(Location identification entries)
·····

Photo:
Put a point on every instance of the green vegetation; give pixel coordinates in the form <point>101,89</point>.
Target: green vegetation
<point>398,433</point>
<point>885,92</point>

·····

### [EXERCISE]
Each line of the material must be restated exactly.

### [RESPONSE TO THE TASK]
Photo:
Put a point on every instance of the green vegetation; give pixel coordinates in the form <point>101,89</point>.
Target: green vegetation
<point>398,433</point>
<point>885,92</point>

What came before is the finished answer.